(Items listed in a dataset)
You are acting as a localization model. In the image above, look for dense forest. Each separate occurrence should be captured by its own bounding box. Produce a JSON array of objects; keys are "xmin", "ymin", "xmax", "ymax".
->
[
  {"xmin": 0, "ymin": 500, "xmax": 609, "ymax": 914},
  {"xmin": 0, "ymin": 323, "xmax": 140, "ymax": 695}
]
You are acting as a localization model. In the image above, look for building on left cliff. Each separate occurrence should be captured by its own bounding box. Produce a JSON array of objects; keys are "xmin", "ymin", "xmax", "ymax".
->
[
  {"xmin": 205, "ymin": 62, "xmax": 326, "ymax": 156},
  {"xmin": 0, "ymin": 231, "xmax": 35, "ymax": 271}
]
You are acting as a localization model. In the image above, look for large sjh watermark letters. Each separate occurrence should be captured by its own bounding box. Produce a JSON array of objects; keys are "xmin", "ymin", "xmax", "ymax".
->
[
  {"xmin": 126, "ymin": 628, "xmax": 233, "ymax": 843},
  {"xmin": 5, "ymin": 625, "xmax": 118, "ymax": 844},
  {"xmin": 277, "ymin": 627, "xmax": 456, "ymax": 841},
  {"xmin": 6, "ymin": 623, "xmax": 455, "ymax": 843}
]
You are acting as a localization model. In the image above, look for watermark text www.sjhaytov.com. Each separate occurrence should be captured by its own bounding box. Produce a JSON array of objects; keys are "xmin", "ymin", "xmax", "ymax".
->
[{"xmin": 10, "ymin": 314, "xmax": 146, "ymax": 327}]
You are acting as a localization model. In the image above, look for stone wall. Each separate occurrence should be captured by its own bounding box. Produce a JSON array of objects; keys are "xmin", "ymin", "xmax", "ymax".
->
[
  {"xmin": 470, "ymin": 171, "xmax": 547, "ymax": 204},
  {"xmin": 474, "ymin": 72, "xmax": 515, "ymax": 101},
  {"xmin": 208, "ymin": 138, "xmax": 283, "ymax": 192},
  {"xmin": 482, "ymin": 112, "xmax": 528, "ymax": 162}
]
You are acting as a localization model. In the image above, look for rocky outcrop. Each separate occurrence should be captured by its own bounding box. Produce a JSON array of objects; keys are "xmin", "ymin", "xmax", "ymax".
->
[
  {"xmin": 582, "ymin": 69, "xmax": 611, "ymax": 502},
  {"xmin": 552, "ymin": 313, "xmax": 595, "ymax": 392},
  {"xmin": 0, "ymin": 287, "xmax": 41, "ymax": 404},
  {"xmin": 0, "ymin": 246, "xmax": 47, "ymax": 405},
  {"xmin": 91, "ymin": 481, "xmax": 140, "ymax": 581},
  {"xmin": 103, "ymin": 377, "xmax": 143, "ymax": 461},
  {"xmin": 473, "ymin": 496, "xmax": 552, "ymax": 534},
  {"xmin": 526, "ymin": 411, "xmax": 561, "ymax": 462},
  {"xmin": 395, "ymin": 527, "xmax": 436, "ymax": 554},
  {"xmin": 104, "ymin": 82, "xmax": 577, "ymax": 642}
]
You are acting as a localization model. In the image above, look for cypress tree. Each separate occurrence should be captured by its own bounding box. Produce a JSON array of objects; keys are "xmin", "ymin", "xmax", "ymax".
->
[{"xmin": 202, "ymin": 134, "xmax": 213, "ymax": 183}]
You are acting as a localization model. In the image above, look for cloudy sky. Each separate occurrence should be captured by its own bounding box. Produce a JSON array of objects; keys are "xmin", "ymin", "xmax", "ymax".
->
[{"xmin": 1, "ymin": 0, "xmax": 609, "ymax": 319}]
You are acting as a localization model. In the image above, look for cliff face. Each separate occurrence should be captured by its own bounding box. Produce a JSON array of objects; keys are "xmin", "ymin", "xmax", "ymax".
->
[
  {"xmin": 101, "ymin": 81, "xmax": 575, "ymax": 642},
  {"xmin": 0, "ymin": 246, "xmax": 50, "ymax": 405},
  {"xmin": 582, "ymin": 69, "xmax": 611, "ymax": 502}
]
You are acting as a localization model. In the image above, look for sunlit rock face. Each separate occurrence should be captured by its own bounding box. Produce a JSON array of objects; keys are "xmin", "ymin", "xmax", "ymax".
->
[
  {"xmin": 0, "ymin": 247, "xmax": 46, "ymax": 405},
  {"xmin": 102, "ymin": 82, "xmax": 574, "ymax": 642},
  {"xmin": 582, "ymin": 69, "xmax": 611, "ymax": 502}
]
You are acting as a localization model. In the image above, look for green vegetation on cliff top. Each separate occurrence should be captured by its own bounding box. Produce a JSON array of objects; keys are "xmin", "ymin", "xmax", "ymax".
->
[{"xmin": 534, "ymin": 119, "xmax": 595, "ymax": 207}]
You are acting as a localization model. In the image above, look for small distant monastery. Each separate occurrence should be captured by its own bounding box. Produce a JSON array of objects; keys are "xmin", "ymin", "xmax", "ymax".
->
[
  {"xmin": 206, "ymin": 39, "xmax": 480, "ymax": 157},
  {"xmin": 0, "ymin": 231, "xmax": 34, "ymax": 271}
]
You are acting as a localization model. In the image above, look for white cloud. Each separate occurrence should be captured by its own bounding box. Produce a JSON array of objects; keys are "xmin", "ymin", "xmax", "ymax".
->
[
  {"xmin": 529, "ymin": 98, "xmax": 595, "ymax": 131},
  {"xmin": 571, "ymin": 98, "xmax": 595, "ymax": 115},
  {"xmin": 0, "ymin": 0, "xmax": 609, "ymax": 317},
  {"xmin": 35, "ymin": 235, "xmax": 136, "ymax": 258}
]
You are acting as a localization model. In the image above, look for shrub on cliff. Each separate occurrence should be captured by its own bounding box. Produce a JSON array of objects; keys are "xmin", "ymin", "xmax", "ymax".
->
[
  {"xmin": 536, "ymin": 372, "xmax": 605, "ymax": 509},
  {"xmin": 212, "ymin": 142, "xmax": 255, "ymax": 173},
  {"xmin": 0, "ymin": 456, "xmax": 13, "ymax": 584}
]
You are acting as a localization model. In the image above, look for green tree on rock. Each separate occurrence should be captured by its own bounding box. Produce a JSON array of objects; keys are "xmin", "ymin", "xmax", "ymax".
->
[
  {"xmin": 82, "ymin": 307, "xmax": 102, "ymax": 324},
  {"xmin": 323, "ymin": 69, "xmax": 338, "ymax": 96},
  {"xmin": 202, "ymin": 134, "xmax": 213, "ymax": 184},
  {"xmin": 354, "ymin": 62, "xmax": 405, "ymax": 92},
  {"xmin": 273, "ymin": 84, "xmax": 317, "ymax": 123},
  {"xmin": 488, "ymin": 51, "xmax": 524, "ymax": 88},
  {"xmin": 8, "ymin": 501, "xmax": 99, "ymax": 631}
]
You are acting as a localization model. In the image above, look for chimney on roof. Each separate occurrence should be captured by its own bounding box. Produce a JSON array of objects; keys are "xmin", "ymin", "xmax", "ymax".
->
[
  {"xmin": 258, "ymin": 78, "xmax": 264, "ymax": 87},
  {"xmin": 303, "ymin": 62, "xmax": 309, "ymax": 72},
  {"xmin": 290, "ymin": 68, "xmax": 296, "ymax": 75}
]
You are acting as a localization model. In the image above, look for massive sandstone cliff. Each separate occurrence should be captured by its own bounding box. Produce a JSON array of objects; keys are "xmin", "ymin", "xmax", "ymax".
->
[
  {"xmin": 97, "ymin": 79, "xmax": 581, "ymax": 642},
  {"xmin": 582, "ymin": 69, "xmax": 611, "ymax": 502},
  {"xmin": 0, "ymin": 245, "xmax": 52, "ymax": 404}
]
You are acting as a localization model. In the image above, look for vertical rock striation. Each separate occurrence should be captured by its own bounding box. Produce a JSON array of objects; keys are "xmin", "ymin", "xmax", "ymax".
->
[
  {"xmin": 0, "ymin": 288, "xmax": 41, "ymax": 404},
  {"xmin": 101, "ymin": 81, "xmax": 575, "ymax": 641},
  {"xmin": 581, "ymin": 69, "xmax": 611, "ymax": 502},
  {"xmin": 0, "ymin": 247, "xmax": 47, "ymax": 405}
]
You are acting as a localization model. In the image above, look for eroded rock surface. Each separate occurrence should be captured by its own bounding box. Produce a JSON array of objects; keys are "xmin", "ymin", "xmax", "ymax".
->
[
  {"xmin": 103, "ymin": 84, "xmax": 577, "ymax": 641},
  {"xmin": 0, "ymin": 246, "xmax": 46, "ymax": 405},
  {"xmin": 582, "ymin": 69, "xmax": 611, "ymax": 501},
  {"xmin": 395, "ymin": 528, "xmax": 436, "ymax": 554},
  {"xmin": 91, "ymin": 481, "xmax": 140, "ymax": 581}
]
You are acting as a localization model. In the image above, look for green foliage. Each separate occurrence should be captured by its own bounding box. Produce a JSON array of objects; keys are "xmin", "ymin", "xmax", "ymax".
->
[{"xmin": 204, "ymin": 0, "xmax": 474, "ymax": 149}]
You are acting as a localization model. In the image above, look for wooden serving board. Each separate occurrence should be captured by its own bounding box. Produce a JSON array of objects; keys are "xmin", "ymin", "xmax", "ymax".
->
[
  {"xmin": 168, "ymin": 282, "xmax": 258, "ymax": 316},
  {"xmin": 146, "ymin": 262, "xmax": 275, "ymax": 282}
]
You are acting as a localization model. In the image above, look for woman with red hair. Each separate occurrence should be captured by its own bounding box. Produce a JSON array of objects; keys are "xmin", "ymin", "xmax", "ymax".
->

What this task involves:
Where in the records above does the word "tree" appear? Copy each line that holds it.

Result for this task:
You are acting as a localization model. In the image above, look for cypress tree. Each separate occurrence should be captured by its own bounding box. Produce a JSON array of objects; keys are "xmin", "ymin", "xmax", "ymax".
You are acting as a localization model. In the image above, look for green tree on rock. Each separate occurrence should be captured by its own bounding box. Produce a JSON array of objects; keys are "xmin", "ymin", "xmax", "ymax".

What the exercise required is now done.